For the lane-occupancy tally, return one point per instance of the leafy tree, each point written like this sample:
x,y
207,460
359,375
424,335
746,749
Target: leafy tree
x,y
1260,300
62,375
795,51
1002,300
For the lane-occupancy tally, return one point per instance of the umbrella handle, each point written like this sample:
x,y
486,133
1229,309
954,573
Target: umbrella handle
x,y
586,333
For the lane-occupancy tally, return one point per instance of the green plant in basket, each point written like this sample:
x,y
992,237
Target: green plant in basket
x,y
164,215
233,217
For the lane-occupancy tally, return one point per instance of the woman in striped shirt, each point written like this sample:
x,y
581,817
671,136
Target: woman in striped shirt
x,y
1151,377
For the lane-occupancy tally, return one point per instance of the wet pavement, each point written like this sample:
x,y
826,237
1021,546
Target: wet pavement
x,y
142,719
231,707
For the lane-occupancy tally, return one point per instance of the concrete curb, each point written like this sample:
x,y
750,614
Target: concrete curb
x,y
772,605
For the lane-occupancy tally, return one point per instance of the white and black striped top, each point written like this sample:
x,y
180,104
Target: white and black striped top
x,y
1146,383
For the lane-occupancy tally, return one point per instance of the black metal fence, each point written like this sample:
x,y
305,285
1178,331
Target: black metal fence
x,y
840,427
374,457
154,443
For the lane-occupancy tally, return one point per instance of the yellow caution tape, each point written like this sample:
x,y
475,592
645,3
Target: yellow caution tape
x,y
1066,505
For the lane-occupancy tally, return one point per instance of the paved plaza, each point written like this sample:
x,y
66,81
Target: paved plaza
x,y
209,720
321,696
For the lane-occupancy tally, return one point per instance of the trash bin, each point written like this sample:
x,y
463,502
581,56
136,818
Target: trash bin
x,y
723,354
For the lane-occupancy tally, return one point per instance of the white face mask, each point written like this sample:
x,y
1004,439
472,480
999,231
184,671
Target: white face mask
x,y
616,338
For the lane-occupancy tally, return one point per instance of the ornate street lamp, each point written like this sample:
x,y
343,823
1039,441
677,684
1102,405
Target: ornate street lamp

§ Requirements
Copy every line of the records above verbatim, keeping their original order.

§ Task response
For the lane-occupancy tally, return one point per instance of the leafy tree, each point written like this sample:
x,y
207,460
359,375
424,335
746,749
Target: leafy tree
x,y
1260,300
62,375
795,51
1002,300
For the lane-occupancy tally, return one point per instance of the umbrella handle, each point written like this sample:
x,y
486,133
1229,309
954,573
Target: umbrella handle
x,y
586,333
For the lane-occupancy tally, return one point per instance of the green plant in basket, each point written like this sample:
x,y
992,237
Target: green plant in basket
x,y
164,215
233,217
For the lane-occupancy tally, return one point per instance of the woman in striped shirt, each point written like this sample:
x,y
581,817
671,136
Target: woman in striped shirt
x,y
1151,377
For the lane-occupancy tally, return one point per instance of the wet pavement, each point written like this sample:
x,y
826,237
1021,546
Target: wet pavement
x,y
142,719
231,707
For the lane-occupancy tally, return one point per instance of the concrete curb, each point written like this sample:
x,y
750,614
Target: concrete curb
x,y
772,605
For the lane-occupancy tally, return one point per instance of the white and black striped top, each point written like this sample:
x,y
180,104
Target: white and black striped top
x,y
1146,383
For the lane-occupancy tally, return one point per instance of the black metal fence, each point written like this sample:
x,y
305,285
1178,331
Target: black metal fence
x,y
840,427
374,457
154,443
For the lane-occupancy tally, return one point per instance of the yellow caution tape, each point written like this sample:
x,y
475,592
645,3
Target: yellow caution tape
x,y
1066,505
For the lane-occupancy tally, return one point per instance of the paved plaza, each point written like this sample:
x,y
66,81
Target: paved plaza
x,y
209,720
321,696
For the lane-occupancy tally, return one point per instance of the trash bin, each point written like this sample:
x,y
463,502
581,56
136,818
Target: trash bin
x,y
723,354
For the lane-occupancy tally, return one point per instance of the white face mask, each point written like this sample:
x,y
1004,439
472,480
999,231
184,671
Target: white face mask
x,y
616,338
For the lane-occupancy tally, return one point per instance of the ornate street lamp, each point written like this sample:
x,y
343,823
1039,441
677,684
1102,405
Target: ornate street lamp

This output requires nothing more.